Reproduce the passage of the earnings call transcript below word for word, starting at "Stephen Gengaro: Thanks." and ending at "that accurate, Kyle?".

**Extract to read**
** Begin **

Stephen Gengaro: Thanks. Good morning, everybody. A couple of things from me. The first is just a clarification. I think you said you had 15 new top fill units in the fourth quarter, and then 30 units in the field currently. Is that — was that accurate, Kyle?
Kyle Ramachandran: Yes. So, it’s 15 fully utilized in the fourth quarter, and today we’ve got roughly 30 that are working out in the field today. So, we in the third and fourth quarter, I’d say the overall utilization rate of the top fill units was lower than it is today. As we continue to ramp the manufacturing, we’re making some tweaks. And so we retrofitted some of the original units. And so that caused a little bit of white space, which is why you see such a dramatic increase from say, fourth quarter average levels to where we are today. Now the guidance is that we will add seven on a fully utilized basis for the first quarter. So, from six to seven increases significant on a percentage basis, but we’re seeing that white space contract significantly as we really hit our inflection point on manufacturing and keeping these units operating in the field. But you’re accurate in your description.
Stephen Gengaro: Great, thanks. And then, you mentioned — I think you mentioned some costs in the fourth quarter, but I had two questions around that. One is the gross profit margins in the fourth quarter were very good. And I assume it was because you had lower pass-through revenue in the quarter. Can you just clarify that? And then when you started thinking about the incremental contribution margin or decrementals in the first quarter, things softened a little bit. How are you thinking about sort of the overall first quarter with the additions of probably better utilization in those top fill units, but maybe a few less sand units in field? Are we thinking flattish or do you think we’re actually down sequentially?
William Zartler: Yes. So there’s a lot in there and I’ll try pick through it. And if I miss anything, let me know and we can circle back on it.
Stephen Gengaro: We only allowed one more question. So I have to get a lot of that.
Kyle Ramachandran: You got a seven in there, Steven.
William Zartler: So I think, yes, in the fourth quarter, we did see less volumes on the pass-through side. So that will drive incremental margins on a percentage basis. What we’ve tried to consistently talk about is margins on a dollar basis. So, we really think about what are the dollars created per system. And so that’s how we’re sort of oriented and I think quarter-over-quarter that was roughly flat. So while the margin percentage was up, the actual dollars were roughly flat. And again, that’s driven by just less pass-through. And then in terms of costs, yes, so we — the weather impact, did have an impact on our overall costs. We’ve got fixed costs here and some activities are less than we had forecasted. That’s just going to be more cost absorption.
As we look at the first quarter, I think we did talk about in the call — in the prepared remarks rather. Margin expansion and it’s multifold. One is, we held pricing for the most part flat for all of 2022. We began this year with a pricing increase across virtually all of our customers. So, we’ll see that have an impact. And then yes, we will deploy incremental top fill units as we talked about in the first question, which will contribute to margin expansion. The last mile piece is always relatively volatile part of our business. We don’t have any incremental capital associated with the last mile part of our business. We do have incremental folks that we’ve added. We’ve got a really strong team that’s managing that, but we haven’t invested any capital.

** End **

**Supplied entries**
** Begin **

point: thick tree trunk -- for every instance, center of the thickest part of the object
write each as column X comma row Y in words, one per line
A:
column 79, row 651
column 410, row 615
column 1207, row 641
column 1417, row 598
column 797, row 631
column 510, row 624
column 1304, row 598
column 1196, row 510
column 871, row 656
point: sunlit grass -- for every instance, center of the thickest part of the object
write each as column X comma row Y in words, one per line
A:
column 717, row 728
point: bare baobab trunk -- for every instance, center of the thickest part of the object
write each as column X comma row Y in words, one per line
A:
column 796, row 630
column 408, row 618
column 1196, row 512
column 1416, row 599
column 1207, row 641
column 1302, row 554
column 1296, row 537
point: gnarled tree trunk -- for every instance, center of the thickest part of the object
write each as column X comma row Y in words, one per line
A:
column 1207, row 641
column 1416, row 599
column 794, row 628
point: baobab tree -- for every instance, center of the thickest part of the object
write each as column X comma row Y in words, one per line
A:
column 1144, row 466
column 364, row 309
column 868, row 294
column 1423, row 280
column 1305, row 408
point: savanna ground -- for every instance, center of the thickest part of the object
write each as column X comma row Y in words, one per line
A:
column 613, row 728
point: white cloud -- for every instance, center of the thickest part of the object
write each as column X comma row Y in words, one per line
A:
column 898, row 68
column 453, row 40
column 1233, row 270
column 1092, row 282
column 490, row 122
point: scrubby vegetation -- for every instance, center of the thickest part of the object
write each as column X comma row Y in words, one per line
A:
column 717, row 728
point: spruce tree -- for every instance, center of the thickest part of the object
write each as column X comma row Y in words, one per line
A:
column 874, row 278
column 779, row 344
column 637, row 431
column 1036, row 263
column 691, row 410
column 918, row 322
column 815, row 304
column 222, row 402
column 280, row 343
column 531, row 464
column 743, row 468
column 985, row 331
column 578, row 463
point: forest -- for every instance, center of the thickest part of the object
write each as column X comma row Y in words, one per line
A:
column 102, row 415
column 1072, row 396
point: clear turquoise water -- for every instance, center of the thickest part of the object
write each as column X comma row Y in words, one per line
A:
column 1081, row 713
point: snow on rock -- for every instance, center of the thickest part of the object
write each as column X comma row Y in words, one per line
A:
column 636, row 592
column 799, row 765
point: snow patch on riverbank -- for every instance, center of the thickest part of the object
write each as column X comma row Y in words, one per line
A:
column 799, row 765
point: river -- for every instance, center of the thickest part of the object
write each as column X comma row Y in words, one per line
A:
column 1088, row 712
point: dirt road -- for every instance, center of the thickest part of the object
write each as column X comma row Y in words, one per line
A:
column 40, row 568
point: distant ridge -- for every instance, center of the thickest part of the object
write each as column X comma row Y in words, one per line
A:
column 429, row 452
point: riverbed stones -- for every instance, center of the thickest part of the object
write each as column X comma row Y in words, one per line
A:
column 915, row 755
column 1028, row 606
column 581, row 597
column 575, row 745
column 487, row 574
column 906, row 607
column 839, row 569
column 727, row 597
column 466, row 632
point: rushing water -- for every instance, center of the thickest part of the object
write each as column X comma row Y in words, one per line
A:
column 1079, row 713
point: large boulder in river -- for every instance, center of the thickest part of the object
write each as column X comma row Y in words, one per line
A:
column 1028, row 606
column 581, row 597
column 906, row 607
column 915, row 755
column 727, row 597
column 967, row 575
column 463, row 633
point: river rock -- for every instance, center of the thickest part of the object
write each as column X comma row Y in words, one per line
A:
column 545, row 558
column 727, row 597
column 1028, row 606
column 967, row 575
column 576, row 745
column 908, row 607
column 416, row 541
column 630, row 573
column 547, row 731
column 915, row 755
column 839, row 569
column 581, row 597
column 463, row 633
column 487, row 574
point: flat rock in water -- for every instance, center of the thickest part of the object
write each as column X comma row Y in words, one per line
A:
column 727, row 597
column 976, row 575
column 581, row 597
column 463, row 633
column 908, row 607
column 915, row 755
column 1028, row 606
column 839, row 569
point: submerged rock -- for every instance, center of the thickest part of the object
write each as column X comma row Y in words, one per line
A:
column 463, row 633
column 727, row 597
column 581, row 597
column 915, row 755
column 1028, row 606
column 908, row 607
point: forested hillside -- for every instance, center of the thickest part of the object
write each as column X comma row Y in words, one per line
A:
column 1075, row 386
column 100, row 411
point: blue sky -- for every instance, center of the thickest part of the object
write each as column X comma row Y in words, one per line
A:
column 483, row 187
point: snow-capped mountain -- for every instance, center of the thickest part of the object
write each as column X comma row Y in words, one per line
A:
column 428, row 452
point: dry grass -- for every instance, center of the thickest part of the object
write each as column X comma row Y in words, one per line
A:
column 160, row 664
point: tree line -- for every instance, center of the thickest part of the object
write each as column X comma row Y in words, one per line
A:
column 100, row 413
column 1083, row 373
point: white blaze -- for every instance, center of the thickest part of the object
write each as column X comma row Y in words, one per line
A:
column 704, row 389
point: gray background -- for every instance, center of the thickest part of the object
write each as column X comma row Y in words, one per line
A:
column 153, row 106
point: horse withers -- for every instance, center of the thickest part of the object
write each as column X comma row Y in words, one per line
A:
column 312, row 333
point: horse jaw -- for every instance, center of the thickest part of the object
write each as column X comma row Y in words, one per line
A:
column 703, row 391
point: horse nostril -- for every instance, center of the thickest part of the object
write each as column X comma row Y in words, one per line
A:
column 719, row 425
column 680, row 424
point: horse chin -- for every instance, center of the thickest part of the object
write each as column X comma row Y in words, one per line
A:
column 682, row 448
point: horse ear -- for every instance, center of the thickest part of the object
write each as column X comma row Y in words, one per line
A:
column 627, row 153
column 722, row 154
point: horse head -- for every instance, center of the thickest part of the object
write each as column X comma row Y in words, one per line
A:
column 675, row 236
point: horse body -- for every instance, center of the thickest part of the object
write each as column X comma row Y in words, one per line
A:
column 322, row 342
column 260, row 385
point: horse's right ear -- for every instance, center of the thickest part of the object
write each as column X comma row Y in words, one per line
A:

** End **

**Result of this exercise**
Stephen Gengaro: Thanks. Good morning, everybody. A couple of things from me. The first is just a clarification. I think you said you had 15 new top fill units in the fourth quarter, and then 30 units in the field currently. Is that — was that accurate, Kyle?